* **Source document**

** BEGIN **

FIDE Chess World Cup Quarterfinals Start Peacefully
MVL and Aronian were in good spirits after their game. Photo: Kirill Merkuryev/FIDE.

FIDE Chess World Cup Quarterfinals Start Peacefully

| 21 | Chess Event Coverage

All four games on the first day of the FIDE World Cup's quarterfinals ended in draws. Both Russians, Alexander Grischuk and Nikita Vitiugov, were an exchange up, but the two Chinese GMs Ding Liren and Yu Yangyi were helped by their bishop pairs.

You can follow the games here as part of our live portal There is daily coverage by our Twitch partner, the Chessbrahs.

GMs Yasser Seirawan, Eric Hansen and Aman Hambleton are covering the tournament each day on their channel Play starts at 3 p.m. local time, which is 12:00 (noon) CEST, 6 a.m. Eastern and 3 a.m. Pacific.

After all the drama we've had so far, the FIDE World Cup was bound to have a quiet day—especially with just eight players left. But despite the peaceful results, there was definitely some fighting chess today.

The most interesting encounter among the four was Grischuk vs. Ding. It was an Open Catalan where the top seed was following a game he played himself as White, against Shakhriyar Mamedyarov two years ago.

** END **

* **Supplied material**
** BEGIN **

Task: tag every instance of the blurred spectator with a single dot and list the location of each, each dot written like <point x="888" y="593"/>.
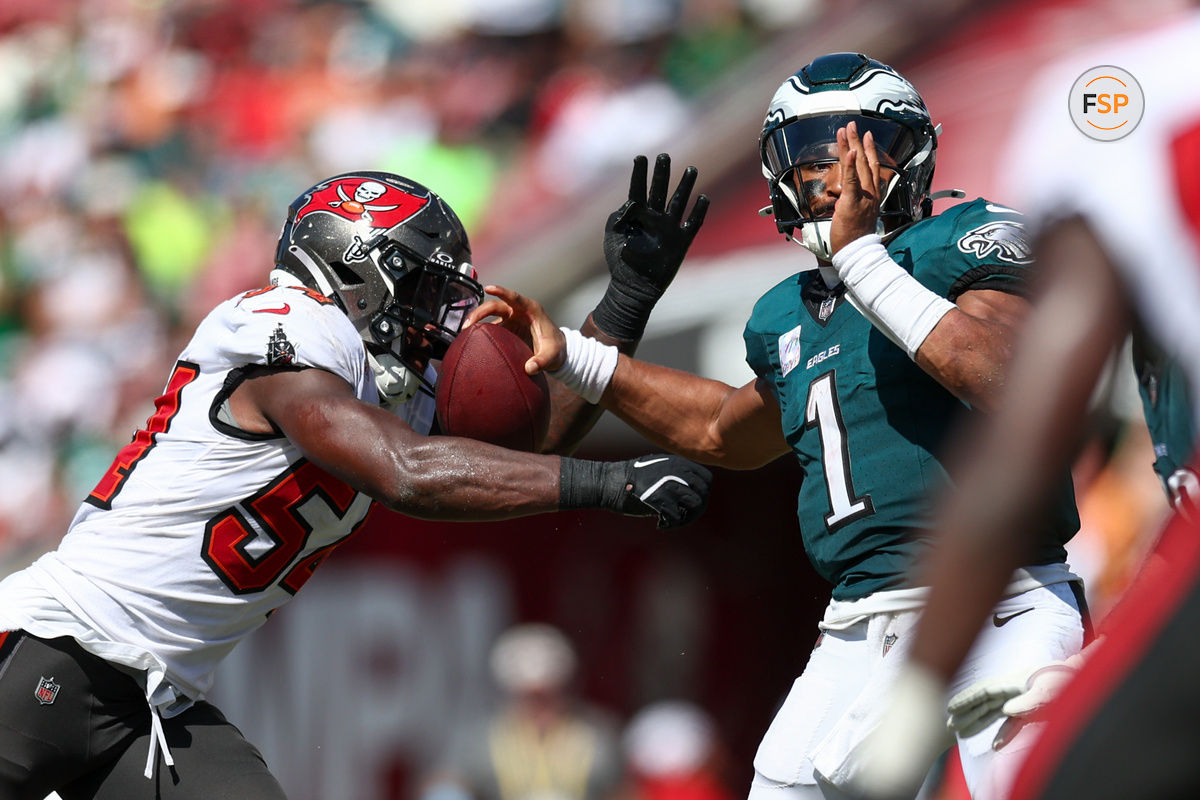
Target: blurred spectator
<point x="673" y="752"/>
<point x="543" y="743"/>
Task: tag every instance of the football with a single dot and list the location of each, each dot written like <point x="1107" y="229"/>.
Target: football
<point x="485" y="394"/>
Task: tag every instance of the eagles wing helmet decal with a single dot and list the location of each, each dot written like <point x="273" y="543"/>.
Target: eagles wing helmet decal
<point x="1003" y="239"/>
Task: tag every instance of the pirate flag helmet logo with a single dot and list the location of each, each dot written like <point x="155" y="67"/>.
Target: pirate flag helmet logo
<point x="395" y="258"/>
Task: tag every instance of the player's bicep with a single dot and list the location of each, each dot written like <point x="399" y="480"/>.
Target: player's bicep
<point x="319" y="413"/>
<point x="749" y="427"/>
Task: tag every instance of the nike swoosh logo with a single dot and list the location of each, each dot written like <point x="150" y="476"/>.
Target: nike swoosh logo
<point x="282" y="310"/>
<point x="647" y="463"/>
<point x="1000" y="621"/>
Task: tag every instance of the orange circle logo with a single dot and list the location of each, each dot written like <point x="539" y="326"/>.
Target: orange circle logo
<point x="1107" y="103"/>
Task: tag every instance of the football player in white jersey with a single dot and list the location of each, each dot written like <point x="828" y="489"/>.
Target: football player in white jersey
<point x="293" y="409"/>
<point x="1120" y="240"/>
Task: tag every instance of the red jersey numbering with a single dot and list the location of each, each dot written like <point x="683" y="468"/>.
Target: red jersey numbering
<point x="166" y="408"/>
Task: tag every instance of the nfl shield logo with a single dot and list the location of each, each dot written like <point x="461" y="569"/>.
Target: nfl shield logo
<point x="47" y="690"/>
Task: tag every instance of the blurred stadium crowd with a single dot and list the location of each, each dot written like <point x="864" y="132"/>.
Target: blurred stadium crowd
<point x="150" y="146"/>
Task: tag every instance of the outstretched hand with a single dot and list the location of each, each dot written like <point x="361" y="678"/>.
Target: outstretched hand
<point x="857" y="211"/>
<point x="645" y="242"/>
<point x="526" y="318"/>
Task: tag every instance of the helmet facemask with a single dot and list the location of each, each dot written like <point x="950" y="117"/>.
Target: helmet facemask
<point x="430" y="299"/>
<point x="799" y="136"/>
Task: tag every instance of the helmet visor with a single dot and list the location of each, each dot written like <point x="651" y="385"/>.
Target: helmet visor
<point x="815" y="138"/>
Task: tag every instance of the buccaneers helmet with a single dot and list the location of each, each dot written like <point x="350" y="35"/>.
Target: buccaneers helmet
<point x="802" y="126"/>
<point x="395" y="258"/>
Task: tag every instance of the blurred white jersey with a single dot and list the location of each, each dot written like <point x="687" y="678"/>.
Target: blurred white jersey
<point x="198" y="530"/>
<point x="1141" y="193"/>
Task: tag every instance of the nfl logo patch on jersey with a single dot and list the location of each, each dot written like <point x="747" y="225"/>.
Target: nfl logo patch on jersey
<point x="790" y="350"/>
<point x="47" y="690"/>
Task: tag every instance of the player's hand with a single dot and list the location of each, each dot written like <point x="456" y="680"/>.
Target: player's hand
<point x="526" y="318"/>
<point x="895" y="756"/>
<point x="857" y="211"/>
<point x="1185" y="491"/>
<point x="667" y="486"/>
<point x="645" y="242"/>
<point x="1017" y="697"/>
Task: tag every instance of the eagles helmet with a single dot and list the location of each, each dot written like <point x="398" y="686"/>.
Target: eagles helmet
<point x="395" y="258"/>
<point x="802" y="126"/>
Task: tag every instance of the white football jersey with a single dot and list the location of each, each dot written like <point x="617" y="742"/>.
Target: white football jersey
<point x="1141" y="193"/>
<point x="198" y="530"/>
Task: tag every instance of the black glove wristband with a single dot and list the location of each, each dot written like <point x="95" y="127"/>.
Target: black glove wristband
<point x="625" y="307"/>
<point x="591" y="485"/>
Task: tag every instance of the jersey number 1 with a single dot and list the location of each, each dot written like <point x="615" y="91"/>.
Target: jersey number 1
<point x="822" y="413"/>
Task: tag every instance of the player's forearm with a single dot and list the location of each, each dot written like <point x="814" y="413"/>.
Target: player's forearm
<point x="571" y="416"/>
<point x="671" y="408"/>
<point x="454" y="479"/>
<point x="969" y="356"/>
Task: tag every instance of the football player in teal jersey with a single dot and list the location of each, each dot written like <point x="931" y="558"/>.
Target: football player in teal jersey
<point x="863" y="367"/>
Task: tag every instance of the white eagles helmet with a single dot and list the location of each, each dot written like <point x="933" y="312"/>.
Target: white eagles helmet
<point x="802" y="126"/>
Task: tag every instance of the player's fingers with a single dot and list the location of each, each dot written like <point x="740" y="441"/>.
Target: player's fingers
<point x="846" y="161"/>
<point x="549" y="349"/>
<point x="637" y="180"/>
<point x="658" y="197"/>
<point x="696" y="217"/>
<point x="679" y="199"/>
<point x="858" y="148"/>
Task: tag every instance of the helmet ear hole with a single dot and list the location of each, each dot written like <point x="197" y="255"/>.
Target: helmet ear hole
<point x="346" y="275"/>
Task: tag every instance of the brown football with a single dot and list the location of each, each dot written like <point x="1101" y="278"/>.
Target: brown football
<point x="485" y="394"/>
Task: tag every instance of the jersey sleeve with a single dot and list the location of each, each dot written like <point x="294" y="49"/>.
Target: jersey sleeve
<point x="282" y="326"/>
<point x="772" y="335"/>
<point x="977" y="245"/>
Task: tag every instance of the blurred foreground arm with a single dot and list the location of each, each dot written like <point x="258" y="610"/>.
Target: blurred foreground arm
<point x="985" y="527"/>
<point x="645" y="242"/>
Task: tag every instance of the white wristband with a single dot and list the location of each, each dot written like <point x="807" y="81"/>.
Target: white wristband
<point x="588" y="367"/>
<point x="886" y="294"/>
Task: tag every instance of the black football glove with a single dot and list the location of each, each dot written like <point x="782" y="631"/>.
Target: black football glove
<point x="645" y="241"/>
<point x="670" y="487"/>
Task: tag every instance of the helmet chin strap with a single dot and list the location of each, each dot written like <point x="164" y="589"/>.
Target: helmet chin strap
<point x="396" y="383"/>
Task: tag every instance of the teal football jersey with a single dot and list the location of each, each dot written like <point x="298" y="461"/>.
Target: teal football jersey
<point x="1167" y="405"/>
<point x="865" y="422"/>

** END **

For each statement about the chess article, answer yes or no and quote the words that decide it: (a) Every game on the first day of the quarterfinals was drawn. (b) Ding Liren was an exchange up in his game. (c) Grischuk vs. Ding was a Closed Catalan. The rows have no connection to the chess article.

(a) Yes: "All four games on the first day of the FIDE World Cup's quarterfinals ended in draws."
(b) No: "Both Russians, Alexander Grischuk and Nikita Vitiugov, were an exchange up, but the two Chinese GMs Ding Liren and Yu Yangyi were helped by their bishop pairs."
(c) No: "It was an Open Catalan"